DOCUMENT:
↓↓↓

I have a friend who I'm reasonably sure will buy this. He thinks that all Intel chips suck, and refuses to even read anything that states otherwise. Also, he is adamant that more cores = better. If AMD made a processor with 1000 cores that each had the power of an 8080, he'd buy it in a second.

Edit: Then he'd blame Windows 7 for running slow on it.

Dumb people are everywhere; even within the PC enthusiast circles. I'm not even sure how can anyone think a $200 AM3+ board + $120 Phenom II can be remotely considered a good deal compared to a 2500K combo at the same price. "But it's upgradable to BD!" Yeah, as if AMD is gonna give BD when it hits for free to anyone who bought a AM3+ board beforehand.

freeforumuser
Aug 11, 2007

Coredump posted:

What kills me is people who are cheering on AMD to succeed and become competitive with Intel again so they turn around and buy more Intel chips at what they hope will be lower prices.

BD might end up being competitive in the desktop front but it still be a mostly hollow victory for it will be a non-starter on the mobile market where the real money is to be made. Most won't agree the $300 2600K is worth the money on the desktop side; but to get the lowest-end i7-2620M mobile SB quad you are already paying $346 to Intel alone.

The lack of an integrated northbridge and on-die IGP means BD is ill-suited for laptops; BD fusion will be the key to unlock this segment but god knows how long we have to wait.

freeforumuser
Aug 11, 2007

Agreed posted:

He left out the bench of just the discrete graphics card without the crossfire setting. Makes that really unhelpful if you were trying to see what hybrid crossfire offers over just using the graphics card. I don't really understand why he bothered doing the tests and left out a pretty important row for people seriously considering options for a budget system like that. It demonstrates plenty well that the i3's onboard graphics suck compared to the AMD one but why go only half of the rest of the way toward demonstrating the performance of the AMD on-board versus the discrete card that it's supposed to compete with for performance (that was the idea, right?)

Put in an actual gaming-grade video card like a 5770 and watch the i3 eats Llano for breakfast at around the same cost for both.

Its disingeneous to compare hybrid crossfire Llano with the SB GPU while downplaying the fact that the Intel setup can also use the same discrete card.

freeforumuser
Aug 11, 2007

Sinestro posted:

Llano is the chip without a market. Anyone who would want one would get SB + /[H|Z]6\d/ using the IGP, or AM3 + dGPU. :iiam: why AMD thinks there is a big market for "lovely CPU with good (for a IGP) GPU". The laptop performance is poo poo vs the category of "Any dGPU + SB", and Optimus makes the batt. life compatible to a IGP. The notion of Llano in the desktop is laughable, because the desktop is the land of the power user, where Intel is king. I guess for gaming on a *very* tight budget at 720p resolutions, it might make sense.

But enough :spergin: for now.

↑↑↑

INFORMATION SHOWN:

↓↓↓

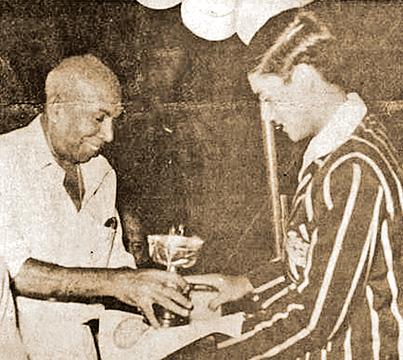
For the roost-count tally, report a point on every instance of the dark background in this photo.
(188, 147)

↑↑↑

TASK OBJECTIVE:
Reproduce the part of the processor forum thread that begins with the words "The lack of" and ends after the words "the idea, right?)".

RESPONSE:
The lack of an integrated northbridge and on-die IGP means BD is ill-suited for laptops; BD fusion will be the key to unlock this segment but god knows how long we have to wait.

freeforumuser
Aug 11, 2007

Agreed posted:

He left out the bench of just the discrete graphics card without the crossfire setting. Makes that really unhelpful if you were trying to see what hybrid crossfire offers over just using the graphics card. I don't really understand why he bothered doing the tests and left out a pretty important row for people seriously considering options for a budget system like that. It demonstrates plenty well that the i3's onboard graphics suck compared to the AMD one but why go only half of the rest of the way toward demonstrating the performance of the AMD on-board versus the discrete card that it's supposed to compete with for performance (that was the idea, right?)